■ **TEXTAUSZUG**:
* * * * *

Alexander Immisch: Ich habe das als interne Anweisung angesehen. Aber tatsächlich war es ein Versäumnis, dass die Anlagerichtlinien nicht der Stadtverordnetenversammlung vorgelegt worden sind. Das Unglück wäre dadurch leider auch nicht verhindert worden, weil die Stadtverordneten frühestens Anfang dieses Jahres begonnen hätten darüber zu beraten.
Gibt es aktuell noch weitere Geldanlagen bei Instituten, die nicht Sparkassen, Genossenschaftsbanken oder die Bundesbank sind?
Alexander Immisch: Ja, es gibt derzeit noch zwei Festgelder in einer Höhe von rund 15 Millionen Euro.
Wie geht es denn jetzt weiter?

* * * * *

■ **AUFGABENMATERIAL**:
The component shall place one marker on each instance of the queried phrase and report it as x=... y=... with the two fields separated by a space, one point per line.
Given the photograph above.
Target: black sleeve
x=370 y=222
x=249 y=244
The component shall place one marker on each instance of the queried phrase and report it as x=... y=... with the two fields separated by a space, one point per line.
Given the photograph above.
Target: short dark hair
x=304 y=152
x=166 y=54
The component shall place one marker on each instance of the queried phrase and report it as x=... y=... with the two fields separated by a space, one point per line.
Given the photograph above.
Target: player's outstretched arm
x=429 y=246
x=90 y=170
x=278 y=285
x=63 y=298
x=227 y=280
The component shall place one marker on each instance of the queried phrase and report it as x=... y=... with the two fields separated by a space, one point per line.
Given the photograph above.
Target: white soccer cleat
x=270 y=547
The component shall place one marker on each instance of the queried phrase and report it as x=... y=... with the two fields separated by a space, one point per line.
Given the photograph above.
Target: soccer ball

* * * * *

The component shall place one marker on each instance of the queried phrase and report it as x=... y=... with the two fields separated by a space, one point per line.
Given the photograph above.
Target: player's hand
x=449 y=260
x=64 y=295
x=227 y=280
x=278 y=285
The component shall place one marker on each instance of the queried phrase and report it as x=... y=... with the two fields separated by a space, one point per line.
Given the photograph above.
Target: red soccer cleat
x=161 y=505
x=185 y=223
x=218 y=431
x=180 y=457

* * * * *

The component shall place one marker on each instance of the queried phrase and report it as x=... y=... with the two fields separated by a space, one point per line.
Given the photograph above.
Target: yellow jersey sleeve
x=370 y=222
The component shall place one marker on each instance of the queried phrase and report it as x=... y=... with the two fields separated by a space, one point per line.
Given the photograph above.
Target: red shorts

* * * * *

■ **AUFGABEN**:
A - Aktualisiere den Teil des Textauszugs, der mit den Worten „Alexander Immisch: Ich“ beginnt und mit „15 Millionen Euro.“ endet, und gib ihn mit „Termingelder“ statt „Festgelder“ wieder.
B - Wie viele Zeilen der Datensätze enthalten die Zeichenfolge „soccer“? Nenne nur die Zahl.
Der Textauszug und die Datensätze sind voneinander unabhängiges Material.

■ **GEORDNETE ANTWORTEN**:
A -
Alexander Immisch: Ich habe das als interne Anweisung angesehen. Aber tatsächlich war es ein Versäumnis, dass die Anlagerichtlinien nicht der Stadtverordnetenversammlung vorgelegt worden sind. Das Unglück wäre dadurch leider auch nicht verhindert worden, weil die Stadtverordneten frühestens Anfang dieses Jahres begonnen hätten darüber zu beraten.
Gibt es aktuell noch weitere Geldanlagen bei Instituten, die nicht Sparkassen, Genossenschaftsbanken oder die Bundesbank sind?
Alexander Immisch: Ja, es gibt derzeit noch zwei Termingelder in einer Höhe von rund 15 Millionen Euro.

B - 3